*Description of the task*. Filter the records and copy out each line that contains the word "noun".

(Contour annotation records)

__________

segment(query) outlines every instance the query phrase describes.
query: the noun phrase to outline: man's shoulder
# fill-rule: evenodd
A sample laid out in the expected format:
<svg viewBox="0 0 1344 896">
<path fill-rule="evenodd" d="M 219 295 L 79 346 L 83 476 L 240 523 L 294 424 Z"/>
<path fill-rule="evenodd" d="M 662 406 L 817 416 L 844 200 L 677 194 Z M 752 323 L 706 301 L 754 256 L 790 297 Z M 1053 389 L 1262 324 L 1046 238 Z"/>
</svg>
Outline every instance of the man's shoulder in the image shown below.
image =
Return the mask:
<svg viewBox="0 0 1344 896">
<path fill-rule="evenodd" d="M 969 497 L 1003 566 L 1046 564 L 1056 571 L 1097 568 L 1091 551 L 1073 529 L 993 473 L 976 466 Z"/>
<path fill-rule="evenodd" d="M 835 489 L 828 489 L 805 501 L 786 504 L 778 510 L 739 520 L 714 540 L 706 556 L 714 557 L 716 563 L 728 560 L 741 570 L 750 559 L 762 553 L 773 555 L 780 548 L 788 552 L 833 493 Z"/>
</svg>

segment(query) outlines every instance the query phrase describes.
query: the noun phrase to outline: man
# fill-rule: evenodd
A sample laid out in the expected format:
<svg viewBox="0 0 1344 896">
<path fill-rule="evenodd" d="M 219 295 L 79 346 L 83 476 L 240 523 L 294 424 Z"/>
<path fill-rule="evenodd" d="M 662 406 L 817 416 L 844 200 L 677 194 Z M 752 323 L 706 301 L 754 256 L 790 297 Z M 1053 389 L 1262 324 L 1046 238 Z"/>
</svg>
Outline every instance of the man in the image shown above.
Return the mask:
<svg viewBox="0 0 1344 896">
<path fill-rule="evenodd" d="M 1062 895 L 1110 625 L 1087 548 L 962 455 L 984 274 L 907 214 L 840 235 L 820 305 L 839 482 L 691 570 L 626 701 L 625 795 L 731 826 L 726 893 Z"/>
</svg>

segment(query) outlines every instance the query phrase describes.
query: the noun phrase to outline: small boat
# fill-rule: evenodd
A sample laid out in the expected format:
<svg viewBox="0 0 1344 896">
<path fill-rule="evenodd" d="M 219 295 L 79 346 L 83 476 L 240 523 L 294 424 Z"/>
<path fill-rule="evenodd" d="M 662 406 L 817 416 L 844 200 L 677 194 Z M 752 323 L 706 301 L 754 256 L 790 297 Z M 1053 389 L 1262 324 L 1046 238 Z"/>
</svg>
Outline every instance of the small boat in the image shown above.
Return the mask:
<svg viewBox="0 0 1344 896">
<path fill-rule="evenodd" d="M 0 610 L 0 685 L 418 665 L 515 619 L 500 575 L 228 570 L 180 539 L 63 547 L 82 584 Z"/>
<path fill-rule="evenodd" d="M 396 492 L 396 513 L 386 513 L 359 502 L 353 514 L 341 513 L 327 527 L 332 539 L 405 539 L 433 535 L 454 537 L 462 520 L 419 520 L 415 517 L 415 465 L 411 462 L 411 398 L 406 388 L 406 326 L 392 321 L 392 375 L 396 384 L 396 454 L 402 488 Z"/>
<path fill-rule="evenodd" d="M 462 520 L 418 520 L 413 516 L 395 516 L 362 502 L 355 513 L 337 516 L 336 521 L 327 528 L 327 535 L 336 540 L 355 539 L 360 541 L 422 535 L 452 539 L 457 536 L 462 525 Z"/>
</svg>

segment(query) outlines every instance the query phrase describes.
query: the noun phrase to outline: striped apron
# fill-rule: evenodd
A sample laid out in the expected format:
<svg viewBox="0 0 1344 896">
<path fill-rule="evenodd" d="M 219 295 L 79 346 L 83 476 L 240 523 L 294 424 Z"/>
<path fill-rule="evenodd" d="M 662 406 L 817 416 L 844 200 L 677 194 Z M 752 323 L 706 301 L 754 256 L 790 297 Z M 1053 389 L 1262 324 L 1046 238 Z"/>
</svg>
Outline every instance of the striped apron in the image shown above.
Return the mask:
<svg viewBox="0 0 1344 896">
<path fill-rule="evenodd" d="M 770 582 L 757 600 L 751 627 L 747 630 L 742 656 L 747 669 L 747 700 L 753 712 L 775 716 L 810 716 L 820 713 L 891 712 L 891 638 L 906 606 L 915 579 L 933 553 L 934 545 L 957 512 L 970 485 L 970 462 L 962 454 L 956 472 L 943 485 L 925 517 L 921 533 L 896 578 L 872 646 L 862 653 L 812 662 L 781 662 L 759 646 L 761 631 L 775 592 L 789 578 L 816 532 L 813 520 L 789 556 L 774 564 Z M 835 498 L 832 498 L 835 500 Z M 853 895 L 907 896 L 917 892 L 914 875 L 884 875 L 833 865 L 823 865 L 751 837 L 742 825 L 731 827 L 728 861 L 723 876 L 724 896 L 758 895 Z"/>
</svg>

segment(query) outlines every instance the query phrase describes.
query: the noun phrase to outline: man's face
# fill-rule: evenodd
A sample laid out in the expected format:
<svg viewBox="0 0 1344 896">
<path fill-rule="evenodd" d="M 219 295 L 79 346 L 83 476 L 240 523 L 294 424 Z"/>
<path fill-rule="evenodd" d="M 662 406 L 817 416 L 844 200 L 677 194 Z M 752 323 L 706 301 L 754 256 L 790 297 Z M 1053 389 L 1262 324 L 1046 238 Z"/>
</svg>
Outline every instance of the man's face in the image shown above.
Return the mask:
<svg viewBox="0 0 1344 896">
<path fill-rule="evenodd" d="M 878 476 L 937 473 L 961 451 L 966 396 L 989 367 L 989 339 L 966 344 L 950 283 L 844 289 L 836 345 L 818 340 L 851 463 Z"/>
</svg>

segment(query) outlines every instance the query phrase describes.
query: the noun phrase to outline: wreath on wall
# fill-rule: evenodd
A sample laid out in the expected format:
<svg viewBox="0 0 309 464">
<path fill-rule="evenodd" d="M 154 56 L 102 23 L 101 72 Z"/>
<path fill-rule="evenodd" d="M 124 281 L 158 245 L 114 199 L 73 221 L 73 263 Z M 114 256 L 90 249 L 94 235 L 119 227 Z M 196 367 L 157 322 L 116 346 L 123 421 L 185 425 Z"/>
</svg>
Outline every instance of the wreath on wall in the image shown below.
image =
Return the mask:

__________

*Answer to the task*.
query: the noun phrase to outline: man's shoulder
query: the noun phrase to outline: man
query: the noun phrase to outline: small boat
query: the noun phrase to outline: striped apron
query: the noun phrase to outline: man's face
query: the noun phrase to outline: wreath on wall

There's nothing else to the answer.